§ **Task brief**: Down to the last line, output the records below exactly.

[Region pointing data]
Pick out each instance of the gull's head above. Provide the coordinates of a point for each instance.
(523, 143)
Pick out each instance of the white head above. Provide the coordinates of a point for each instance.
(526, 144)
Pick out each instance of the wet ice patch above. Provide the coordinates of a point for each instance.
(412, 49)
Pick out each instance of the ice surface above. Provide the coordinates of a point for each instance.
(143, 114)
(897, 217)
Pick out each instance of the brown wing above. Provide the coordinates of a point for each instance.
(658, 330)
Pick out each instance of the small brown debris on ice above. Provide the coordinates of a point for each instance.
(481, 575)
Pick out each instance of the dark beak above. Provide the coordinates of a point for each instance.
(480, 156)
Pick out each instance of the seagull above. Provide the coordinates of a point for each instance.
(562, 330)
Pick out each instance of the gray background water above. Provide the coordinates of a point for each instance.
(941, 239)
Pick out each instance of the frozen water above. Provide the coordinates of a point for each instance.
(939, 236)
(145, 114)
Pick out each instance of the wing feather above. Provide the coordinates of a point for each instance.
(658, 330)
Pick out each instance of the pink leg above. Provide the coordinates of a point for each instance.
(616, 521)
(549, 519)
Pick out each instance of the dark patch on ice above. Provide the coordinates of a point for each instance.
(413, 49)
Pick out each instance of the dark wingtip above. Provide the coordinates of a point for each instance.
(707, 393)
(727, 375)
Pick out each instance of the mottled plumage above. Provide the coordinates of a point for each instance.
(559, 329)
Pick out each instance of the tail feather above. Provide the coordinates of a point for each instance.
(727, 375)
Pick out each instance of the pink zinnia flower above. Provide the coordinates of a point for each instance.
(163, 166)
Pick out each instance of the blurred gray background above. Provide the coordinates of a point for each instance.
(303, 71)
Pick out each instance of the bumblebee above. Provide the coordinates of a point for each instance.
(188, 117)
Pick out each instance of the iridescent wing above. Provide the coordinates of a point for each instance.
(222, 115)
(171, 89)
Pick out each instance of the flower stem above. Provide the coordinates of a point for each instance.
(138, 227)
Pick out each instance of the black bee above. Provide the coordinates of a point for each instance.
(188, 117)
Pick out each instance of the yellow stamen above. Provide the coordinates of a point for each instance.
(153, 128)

§ **Response**:
Pick out each instance of the gull's head above. Provide the coordinates of a point for each instance.
(523, 143)
Pick out each instance of the white head above. Provide the coordinates of a point for each instance.
(526, 144)
Pick out each instance of the wet ice patch above. Provide the coordinates of a point for each instance.
(412, 49)
Pick out each instance of the ice surface above. Provide the coordinates of a point for each instance.
(143, 114)
(897, 217)
Pick out each instance of the brown wing above. Provide the coordinates of a point for each instance.
(658, 330)
Pick out each instance of the small brown debris on ice above. Provide the coordinates of a point for each instance.
(481, 575)
Pick out each instance of the dark beak above. Provide the coordinates of a point for each instance.
(480, 156)
Pick out each instance of the seagull above. Provide the coordinates of a point for each instance.
(562, 330)
Pick out each instance of the gray background water above. Provide the coordinates of a point for each instance.
(941, 239)
Pick out each instance of the frozen water above. Provide the coordinates of a point for each instance.
(939, 236)
(145, 114)
Pick out each instance of the wing feather above. Provide the coordinates of a point for each instance.
(658, 330)
Pick out each instance of the pink leg above. Provide the coordinates of a point for each instance.
(616, 521)
(549, 519)
Pick out each instance of the dark patch on ice above. Provide the coordinates of a point for each instance.
(413, 49)
Pick out each instance of the dark wingtip above. Provide the coordinates of a point for each instance.
(707, 393)
(727, 375)
Pick out each instance of the mottled plumage above. Provide the coordinates of a point for each instance.
(559, 329)
Pick out each instance of the tail feather above. Provide the coordinates of a point for each instance.
(727, 375)
Pick out each instance of the pink zinnia flower above. Provide the coordinates of a point for each instance.
(163, 166)
Pick out each instance of the blurred gray background above. Provide the coordinates of a point for each instance.
(303, 71)
Pick out each instance of the bumblebee above. Provide the coordinates of a point for each instance.
(188, 117)
Pick out each instance of the iridescent wing above. Provide the coordinates of a point for each instance.
(222, 115)
(171, 89)
Pick out each instance of the flower stem above. Provide the coordinates of a point for each instance.
(138, 227)
Pick out each instance of the black bee above. Provide the coordinates of a point for each instance.
(188, 117)
Pick out each instance of the yellow stamen above. Provide the coordinates of a point for each instance.
(153, 128)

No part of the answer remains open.